Article.
The shortest path to operational readiness
No company that has just spent months and millions developing a new research facility wants to spend the first few weeks making major adjustments and re-working the space for use. As soon as the facility is turned over from the contractor, it should be ready to begin operations and start making a return on the organization’s investment.
At the same time, it’s rare that a completed facility looks just like its original plan. A lot can happen between budgeting for new construction and handing over the keys, and it may have nothing to do with the facility itself. The industry may take a drastic turn, affecting research needs. The business may shift its focus, changing long-term product development goals. Any number of changes can impact the output the company will require its new facility to provide.

Exercise materials.
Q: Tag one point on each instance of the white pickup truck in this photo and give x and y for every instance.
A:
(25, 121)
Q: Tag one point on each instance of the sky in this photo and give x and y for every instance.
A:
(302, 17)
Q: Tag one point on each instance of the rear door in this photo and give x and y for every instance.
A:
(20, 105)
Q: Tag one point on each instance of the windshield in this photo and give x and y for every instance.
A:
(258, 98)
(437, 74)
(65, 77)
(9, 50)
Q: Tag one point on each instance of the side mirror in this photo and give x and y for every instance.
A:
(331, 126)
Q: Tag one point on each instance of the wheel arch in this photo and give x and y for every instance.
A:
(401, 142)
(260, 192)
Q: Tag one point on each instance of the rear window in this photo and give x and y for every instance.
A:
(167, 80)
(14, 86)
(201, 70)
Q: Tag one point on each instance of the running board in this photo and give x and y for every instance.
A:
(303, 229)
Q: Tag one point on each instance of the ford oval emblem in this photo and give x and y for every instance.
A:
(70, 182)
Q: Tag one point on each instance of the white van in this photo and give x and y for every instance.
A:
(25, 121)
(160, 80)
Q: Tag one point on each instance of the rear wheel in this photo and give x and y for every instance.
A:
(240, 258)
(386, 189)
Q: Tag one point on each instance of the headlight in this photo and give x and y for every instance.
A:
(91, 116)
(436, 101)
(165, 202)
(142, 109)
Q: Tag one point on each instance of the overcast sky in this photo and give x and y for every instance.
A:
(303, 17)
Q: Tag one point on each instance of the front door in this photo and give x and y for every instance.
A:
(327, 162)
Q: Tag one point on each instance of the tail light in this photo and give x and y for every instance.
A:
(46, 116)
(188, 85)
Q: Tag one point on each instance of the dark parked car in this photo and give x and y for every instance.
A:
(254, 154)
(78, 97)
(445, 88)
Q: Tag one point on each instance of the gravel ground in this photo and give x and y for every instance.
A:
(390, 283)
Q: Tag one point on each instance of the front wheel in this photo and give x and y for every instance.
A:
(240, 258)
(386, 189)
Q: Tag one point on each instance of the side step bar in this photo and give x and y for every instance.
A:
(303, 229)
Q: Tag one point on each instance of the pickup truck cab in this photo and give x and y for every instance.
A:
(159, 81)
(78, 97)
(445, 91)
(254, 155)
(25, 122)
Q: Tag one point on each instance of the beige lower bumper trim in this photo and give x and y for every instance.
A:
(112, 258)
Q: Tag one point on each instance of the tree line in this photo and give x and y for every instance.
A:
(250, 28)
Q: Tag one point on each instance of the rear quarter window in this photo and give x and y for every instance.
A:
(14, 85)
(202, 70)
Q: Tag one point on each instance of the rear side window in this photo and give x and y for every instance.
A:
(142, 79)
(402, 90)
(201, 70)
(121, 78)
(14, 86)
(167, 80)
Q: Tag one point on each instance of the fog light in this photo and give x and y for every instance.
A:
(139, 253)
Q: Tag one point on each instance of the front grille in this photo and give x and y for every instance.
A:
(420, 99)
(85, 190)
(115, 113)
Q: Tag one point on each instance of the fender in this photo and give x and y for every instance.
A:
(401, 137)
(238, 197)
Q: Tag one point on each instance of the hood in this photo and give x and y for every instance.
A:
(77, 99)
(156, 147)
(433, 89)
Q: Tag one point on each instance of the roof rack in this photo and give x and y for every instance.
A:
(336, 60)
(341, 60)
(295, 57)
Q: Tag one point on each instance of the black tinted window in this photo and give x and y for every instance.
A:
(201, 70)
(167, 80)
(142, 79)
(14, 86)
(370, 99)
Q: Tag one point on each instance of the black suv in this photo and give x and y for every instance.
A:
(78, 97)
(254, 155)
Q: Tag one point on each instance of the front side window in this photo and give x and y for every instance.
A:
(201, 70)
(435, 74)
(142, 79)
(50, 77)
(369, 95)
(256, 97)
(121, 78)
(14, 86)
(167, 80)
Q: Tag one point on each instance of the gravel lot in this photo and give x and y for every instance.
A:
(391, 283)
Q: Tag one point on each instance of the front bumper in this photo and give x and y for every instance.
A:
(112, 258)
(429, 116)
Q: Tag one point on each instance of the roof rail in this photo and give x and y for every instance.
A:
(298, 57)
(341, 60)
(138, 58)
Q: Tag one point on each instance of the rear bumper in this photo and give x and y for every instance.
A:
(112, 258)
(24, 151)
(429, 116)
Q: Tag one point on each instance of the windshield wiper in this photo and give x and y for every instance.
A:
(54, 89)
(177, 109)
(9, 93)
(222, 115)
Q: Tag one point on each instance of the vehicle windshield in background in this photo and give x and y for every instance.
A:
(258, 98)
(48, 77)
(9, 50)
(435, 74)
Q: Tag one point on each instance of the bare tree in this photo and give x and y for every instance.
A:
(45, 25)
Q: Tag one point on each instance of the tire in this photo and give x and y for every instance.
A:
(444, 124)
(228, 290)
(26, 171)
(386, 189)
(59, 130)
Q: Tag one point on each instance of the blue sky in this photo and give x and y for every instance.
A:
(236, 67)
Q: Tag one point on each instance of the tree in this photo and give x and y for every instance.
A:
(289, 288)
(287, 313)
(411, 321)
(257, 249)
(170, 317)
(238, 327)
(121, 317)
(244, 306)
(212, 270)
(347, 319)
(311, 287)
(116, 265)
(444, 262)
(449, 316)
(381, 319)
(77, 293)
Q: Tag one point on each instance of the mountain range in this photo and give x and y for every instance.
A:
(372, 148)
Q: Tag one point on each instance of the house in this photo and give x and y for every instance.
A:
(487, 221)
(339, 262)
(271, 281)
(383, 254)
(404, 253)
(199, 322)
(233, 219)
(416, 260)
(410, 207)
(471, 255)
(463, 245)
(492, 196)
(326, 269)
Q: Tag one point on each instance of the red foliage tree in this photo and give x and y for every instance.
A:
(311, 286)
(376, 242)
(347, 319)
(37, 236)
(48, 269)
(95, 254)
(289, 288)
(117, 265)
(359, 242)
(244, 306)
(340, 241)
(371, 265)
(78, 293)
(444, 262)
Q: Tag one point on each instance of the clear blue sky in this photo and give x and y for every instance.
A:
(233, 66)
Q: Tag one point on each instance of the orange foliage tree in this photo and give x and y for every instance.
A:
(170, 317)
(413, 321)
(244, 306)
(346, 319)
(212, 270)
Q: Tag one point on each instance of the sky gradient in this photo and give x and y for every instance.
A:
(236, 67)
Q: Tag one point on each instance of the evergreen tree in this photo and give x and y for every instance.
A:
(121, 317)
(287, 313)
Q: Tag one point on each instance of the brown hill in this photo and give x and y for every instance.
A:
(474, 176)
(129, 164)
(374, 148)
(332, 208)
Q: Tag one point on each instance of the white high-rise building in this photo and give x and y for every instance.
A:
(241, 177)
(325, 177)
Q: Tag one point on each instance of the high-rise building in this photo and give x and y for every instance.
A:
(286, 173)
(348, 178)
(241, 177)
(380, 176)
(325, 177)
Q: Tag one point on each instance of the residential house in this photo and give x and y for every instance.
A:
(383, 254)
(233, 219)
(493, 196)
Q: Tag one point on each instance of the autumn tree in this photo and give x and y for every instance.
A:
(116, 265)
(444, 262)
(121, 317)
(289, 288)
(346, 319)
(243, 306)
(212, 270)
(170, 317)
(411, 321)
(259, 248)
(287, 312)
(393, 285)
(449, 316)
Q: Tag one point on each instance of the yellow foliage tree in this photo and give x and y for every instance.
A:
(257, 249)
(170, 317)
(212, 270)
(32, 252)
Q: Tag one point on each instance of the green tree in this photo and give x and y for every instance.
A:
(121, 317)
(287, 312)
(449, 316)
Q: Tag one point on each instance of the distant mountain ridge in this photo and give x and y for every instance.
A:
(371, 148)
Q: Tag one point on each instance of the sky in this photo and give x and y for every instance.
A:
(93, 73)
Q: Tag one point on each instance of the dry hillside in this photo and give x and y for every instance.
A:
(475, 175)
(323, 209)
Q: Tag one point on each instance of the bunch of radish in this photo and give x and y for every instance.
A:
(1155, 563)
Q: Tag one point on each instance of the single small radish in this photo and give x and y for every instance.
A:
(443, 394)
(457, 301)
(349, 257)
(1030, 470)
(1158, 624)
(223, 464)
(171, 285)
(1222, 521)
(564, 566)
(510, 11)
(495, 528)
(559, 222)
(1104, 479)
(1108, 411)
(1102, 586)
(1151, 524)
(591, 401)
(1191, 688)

Exercise tasks.
1. Rewrite the part of the listing that opens with the line containing "Q: Tag one point on each instance of the yellow" and closes with the end of the listing, with "dry hillside" changed to "brown hillside" and nothing else altered.
2. Write the next part of the passage on getting a new research facility ready for operations, picking up after its last sentence.

Responses to the exercise.
1.
Q: Tag one point on each instance of the yellow foliage tree in this photo and give x and y for every instance.
A:
(257, 249)
(170, 317)
(212, 270)
(32, 252)
Q: Tag one point on each instance of the green tree in this photo and give x and y for every instance.
A:
(121, 317)
(287, 312)
(449, 316)
Q: Tag one point on each instance of the distant mountain ridge in this photo and give x and y for every instance.
A:
(371, 148)
Q: Tag one point on each instance of the sky in this photo and give x and y for every instance.
A:
(93, 73)
Q: Tag one point on each instance of the brown hillside in this photo and give x and y for every instance.
A:
(475, 175)
(323, 209)
Q: Tag one point on each instance of the bunch of radish in this photo and give x and y for every instance.
A:
(1155, 563)
Q: Tag one point on each instance of the single small radish in this photo and give x and y for every instance.
A:
(443, 394)
(457, 301)
(349, 257)
(1030, 470)
(1158, 624)
(223, 464)
(171, 285)
(1222, 521)
(564, 566)
(510, 11)
(495, 528)
(559, 222)
(1104, 479)
(1108, 411)
(1102, 586)
(1151, 524)
(591, 401)
(1191, 688)

2.
These changes are best handled with a systems integration approach. On the whole, systems integration’s ability to focus on the big picture without losing sight of the small details goes hand-in-hand with optimal internal communication and allows teams to be nimbler in the face of changing requirements. This model, which works from the inside-out, allows them to deliver an operationally ready facility faster and cheaper than if they had taken a traditional “outside-in” approach.
Matt Thiel is director of Facility Planning and Integration and a Principal at ACS. ACS engineers, integrates, and builds technically complex equipment, controls and facilities for companies in markets including automotive, aerospace, energy, chemical, manufacturing and more. ACS specializes in control systems, custom machines, testing solutions, automation and production systems, as well as the design and construction of integrated facilities.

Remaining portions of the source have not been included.